What is being asked
Would you please copy every line below that includes the string "black"?

Record excerpts
■ ■ ■

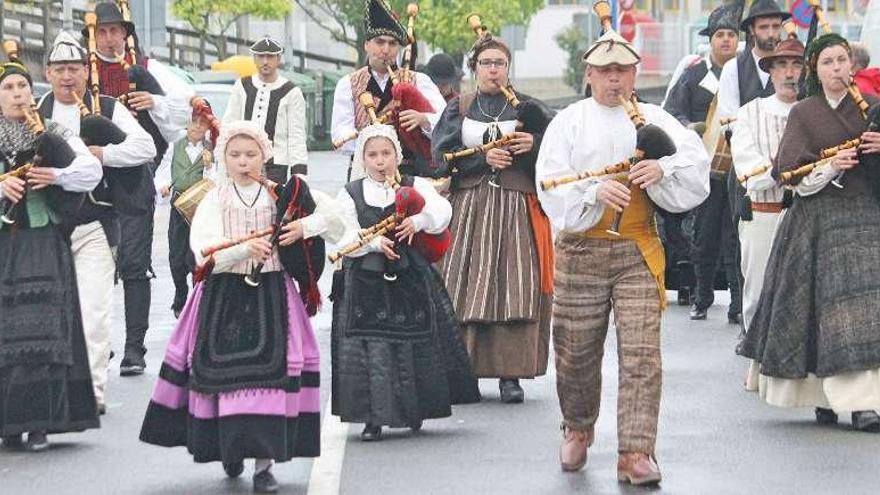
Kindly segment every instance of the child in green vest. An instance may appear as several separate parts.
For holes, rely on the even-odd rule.
[[[207,138],[209,130],[212,131],[211,140]],[[156,170],[156,191],[163,198],[170,196],[172,205],[192,187],[204,192],[213,187],[211,182],[202,182],[214,169],[213,140],[216,140],[216,131],[211,128],[210,118],[194,111],[186,135],[168,147]],[[168,220],[168,265],[175,289],[171,310],[175,318],[180,315],[189,294],[186,276],[195,268],[195,258],[189,247],[189,222],[195,213],[195,204],[183,211],[189,211],[189,218],[172,207]]]

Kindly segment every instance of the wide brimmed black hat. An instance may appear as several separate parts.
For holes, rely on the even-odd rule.
[[[703,28],[699,33],[700,36],[712,37],[716,31],[721,29],[730,29],[739,32],[739,19],[737,19],[738,9],[734,5],[722,5],[709,14],[709,25]]]
[[[797,38],[784,39],[776,45],[776,48],[773,49],[772,55],[761,57],[761,60],[758,60],[758,67],[764,72],[770,72],[770,67],[773,66],[773,62],[780,58],[796,58],[803,60],[804,44]]]
[[[406,29],[384,0],[367,0],[365,10],[364,34],[367,41],[378,36],[391,36],[401,45],[406,44],[409,39]]]
[[[438,53],[428,60],[423,72],[434,84],[453,84],[461,81],[464,71],[455,65],[455,60],[445,53]]]
[[[95,5],[95,17],[98,18],[97,23],[99,26],[101,24],[115,24],[118,22],[122,24],[128,34],[134,34],[134,24],[122,17],[122,11],[119,10],[116,2],[103,2]],[[88,38],[88,29],[83,28],[82,35],[84,38]]]
[[[752,21],[758,17],[781,17],[784,21],[791,17],[791,14],[781,9],[779,4],[773,0],[755,0],[755,3],[749,7],[749,14],[740,23],[739,28],[748,31]]]

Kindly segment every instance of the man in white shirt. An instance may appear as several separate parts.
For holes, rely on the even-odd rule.
[[[250,47],[257,75],[235,82],[223,122],[252,120],[272,141],[266,176],[284,184],[292,174],[307,175],[306,101],[302,90],[279,73],[284,47],[269,36]]]
[[[730,151],[736,175],[744,180],[751,200],[751,220],[740,219],[739,241],[743,283],[743,324],[749,328],[764,286],[764,271],[776,233],[776,224],[787,206],[785,189],[773,178],[772,161],[788,122],[788,113],[798,98],[804,68],[804,45],[787,39],[776,45],[774,54],[761,59],[776,93],[755,98],[737,113]],[[757,390],[757,369],[750,373],[747,388]]]
[[[108,128],[112,125],[118,128],[124,135],[123,140],[98,143],[110,132],[106,132],[106,128],[81,125],[82,119],[96,119],[82,117],[78,105],[78,101],[83,101],[86,108],[92,106],[92,95],[86,91],[87,58],[85,50],[64,31],[58,34],[47,58],[46,79],[52,85],[52,91],[40,100],[40,114],[79,135],[104,167],[104,179],[89,193],[80,209],[67,212],[92,385],[98,412],[103,413],[106,410],[110,308],[116,271],[111,247],[115,248],[118,241],[113,203],[128,195],[125,190],[128,177],[149,176],[156,148],[150,135],[124,107],[116,105],[114,98],[100,97],[101,115],[106,118],[104,123]],[[135,181],[134,185],[138,182]],[[108,232],[111,235],[108,236]]]
[[[639,56],[611,31],[584,55],[590,98],[561,111],[544,133],[536,180],[598,171],[633,157],[637,132],[620,99],[630,99]],[[657,483],[654,459],[660,413],[660,320],[666,306],[665,260],[655,206],[687,211],[709,194],[709,158],[700,139],[656,105],[638,105],[648,126],[676,151],[643,159],[623,173],[538,188],[541,207],[558,232],[553,342],[565,438],[560,463],[581,469],[599,416],[602,354],[613,309],[620,361],[617,476]],[[653,126],[652,126],[653,125]],[[659,129],[657,129],[659,128]],[[660,154],[660,153],[658,153]],[[630,184],[631,183],[631,187]],[[619,234],[611,234],[622,212]]]
[[[372,124],[363,105],[358,97],[369,92],[376,102],[376,113],[385,110],[392,101],[388,66],[396,64],[400,47],[407,43],[406,30],[394,17],[383,0],[368,0],[367,13],[364,20],[366,41],[364,50],[367,52],[367,65],[343,77],[336,84],[333,95],[333,116],[330,123],[330,133],[333,141],[341,141],[354,135],[356,131]],[[416,89],[430,102],[433,112],[417,112],[415,110],[402,110],[398,129],[412,131],[421,129],[430,137],[434,125],[446,108],[446,100],[440,94],[440,90],[431,81],[431,78],[420,72],[413,72],[413,84]],[[348,141],[339,148],[345,155],[354,153],[354,139]],[[414,175],[418,169],[422,169],[420,163],[416,163],[416,156],[412,150],[403,150],[404,162],[400,172],[405,175]],[[418,157],[421,160],[421,157]]]

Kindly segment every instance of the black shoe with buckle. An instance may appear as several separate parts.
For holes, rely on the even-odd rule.
[[[144,354],[147,349],[140,345],[125,346],[125,356],[119,363],[119,376],[137,376],[143,375],[147,362],[144,360]]]
[[[505,404],[519,404],[526,397],[522,387],[519,386],[519,380],[516,378],[498,380],[498,388],[501,390],[501,402]]]
[[[364,431],[361,432],[361,440],[364,442],[378,442],[382,440],[382,427],[366,425]]]
[[[742,313],[733,313],[727,315],[727,323],[731,325],[741,325],[743,322]]]
[[[880,416],[874,411],[856,411],[852,413],[853,429],[868,433],[880,433]]]
[[[698,308],[696,305],[691,307],[692,320],[705,320],[709,310],[707,308]]]
[[[254,493],[276,493],[278,481],[272,475],[272,471],[264,469],[254,474]]]
[[[223,471],[230,478],[238,478],[244,472],[244,461],[224,462]]]
[[[837,413],[824,407],[816,408],[816,422],[820,425],[836,425]]]

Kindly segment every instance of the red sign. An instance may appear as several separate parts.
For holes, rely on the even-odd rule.
[[[636,16],[629,11],[621,14],[617,31],[618,34],[623,36],[623,39],[632,43],[632,40],[636,37]]]
[[[620,0],[620,10],[631,10],[636,0]]]

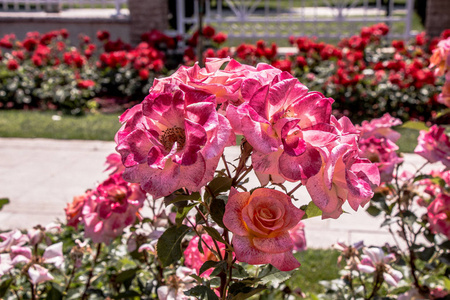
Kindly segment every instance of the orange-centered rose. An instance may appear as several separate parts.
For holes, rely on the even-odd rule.
[[[252,265],[272,264],[280,271],[290,271],[300,263],[292,255],[294,244],[289,229],[303,215],[282,192],[260,188],[250,194],[232,188],[223,223],[233,232],[237,260]]]

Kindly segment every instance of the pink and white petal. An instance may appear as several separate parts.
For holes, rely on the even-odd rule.
[[[186,107],[186,118],[202,126],[206,131],[218,126],[216,105],[211,102],[200,102]]]
[[[364,248],[363,252],[374,263],[383,262],[383,259],[384,259],[384,251],[383,251],[383,249],[381,249],[379,247]]]
[[[63,251],[62,251],[63,243],[53,244],[44,251],[44,255],[42,258],[45,263],[54,264],[57,268],[61,267],[64,262]]]
[[[342,214],[344,200],[339,197],[336,188],[328,189],[323,179],[323,171],[306,181],[312,201],[322,211],[322,219],[337,219]]]
[[[205,129],[192,121],[185,120],[186,144],[181,154],[181,160],[176,162],[188,166],[194,164],[198,157],[201,147],[207,142]]]
[[[331,186],[333,184],[333,176],[335,175],[336,165],[338,164],[339,160],[342,161],[342,156],[349,150],[349,148],[349,145],[341,144],[331,150],[324,168],[324,181],[328,189],[331,189]],[[345,168],[342,162],[339,164],[339,168],[341,167],[341,165],[343,168]]]
[[[242,210],[247,205],[249,198],[249,192],[236,193],[234,188],[230,191],[223,215],[223,224],[235,235],[248,235],[247,227],[242,220]]]
[[[257,122],[247,115],[242,117],[241,125],[244,137],[256,151],[270,153],[278,150],[280,141],[267,121]]]
[[[211,180],[214,177],[214,175],[211,176],[211,174],[209,174],[208,177],[205,177],[205,170],[205,159],[200,153],[197,153],[196,162],[194,164],[188,166],[180,166],[179,186],[177,187],[177,189],[184,187],[191,192],[199,191],[202,187],[200,183],[203,179]]]
[[[255,248],[250,237],[233,235],[233,247],[236,259],[251,265],[262,265],[271,262],[271,255]]]
[[[125,167],[132,167],[147,160],[148,152],[153,146],[147,131],[136,129],[117,145],[116,151],[122,155]]]
[[[50,272],[46,268],[37,264],[32,265],[28,269],[28,275],[30,276],[30,281],[33,284],[38,284],[54,279],[52,274],[50,274]]]
[[[8,273],[13,267],[9,253],[0,254],[0,277]]]
[[[322,166],[320,152],[310,146],[300,156],[283,152],[278,162],[279,173],[289,181],[308,179],[316,175]]]
[[[372,267],[372,266],[367,266],[367,265],[358,265],[358,270],[360,270],[361,272],[364,272],[364,273],[368,273],[368,274],[370,274],[370,273],[373,273],[373,272],[375,272],[375,268],[374,267]]]
[[[301,265],[291,251],[272,255],[270,264],[283,272],[292,271]]]
[[[230,122],[222,115],[218,115],[218,126],[215,130],[208,132],[209,142],[203,147],[202,154],[206,160],[222,155],[223,149],[226,146],[231,146],[236,143],[236,137],[231,130]],[[230,144],[230,141],[233,141]]]
[[[253,169],[263,174],[277,175],[278,162],[283,149],[279,148],[277,151],[262,153],[259,151],[253,151],[252,153],[252,165]]]
[[[155,199],[167,196],[180,188],[180,166],[171,160],[166,162],[163,170],[141,164],[126,168],[122,176],[128,182],[140,183],[142,189]]]
[[[270,119],[269,104],[267,102],[268,92],[269,85],[263,85],[253,93],[252,98],[248,102],[249,107],[264,120]]]
[[[271,254],[292,251],[294,248],[294,244],[288,232],[273,238],[254,237],[253,245],[258,250]]]
[[[383,278],[384,278],[384,281],[386,281],[386,283],[389,285],[392,285],[392,286],[398,285],[398,281],[395,280],[395,278],[391,274],[383,273]]]

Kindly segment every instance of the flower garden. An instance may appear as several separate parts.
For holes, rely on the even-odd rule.
[[[108,179],[74,195],[66,222],[0,233],[0,298],[449,299],[450,30],[388,33],[291,37],[296,53],[280,56],[221,46],[207,26],[200,64],[198,33],[182,53],[157,31],[134,48],[107,31],[78,45],[66,30],[4,36],[2,110],[120,111],[122,127]],[[404,129],[426,160],[414,172]],[[337,242],[339,277],[303,290],[289,281],[302,220],[345,205],[383,218],[396,243]]]

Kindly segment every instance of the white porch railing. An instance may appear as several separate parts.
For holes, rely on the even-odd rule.
[[[414,0],[203,0],[204,23],[228,37],[286,38],[316,36],[337,39],[359,33],[362,26],[384,22],[390,38],[408,39]],[[449,0],[450,1],[450,0]],[[185,15],[185,0],[177,0],[177,33],[198,22],[199,0],[193,16]]]
[[[120,15],[120,9],[127,3],[127,0],[0,0],[0,11],[42,11],[56,5],[62,9],[114,8]]]

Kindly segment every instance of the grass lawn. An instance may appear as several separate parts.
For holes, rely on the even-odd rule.
[[[339,278],[338,256],[339,252],[333,249],[308,249],[297,253],[295,257],[302,265],[287,284],[291,289],[300,288],[304,293],[325,292],[319,281]]]
[[[55,112],[1,110],[0,137],[112,141],[118,115],[59,116]]]
[[[112,141],[119,128],[118,115],[112,114],[74,117],[55,112],[0,110],[0,137]],[[419,131],[396,130],[402,134],[397,142],[400,151],[413,152]]]

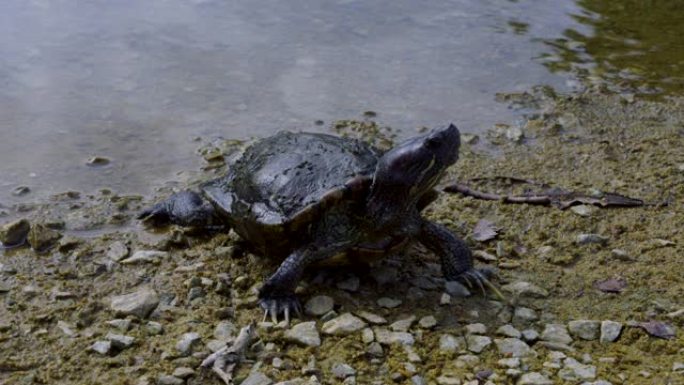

■ ■ ■

Result
Kindly segment every instance of the wide brimmed black hat. An instance may appear as several separate parts.
Kindly segment every instance of the black shoe with buckle. An instance may appear as several separate parts.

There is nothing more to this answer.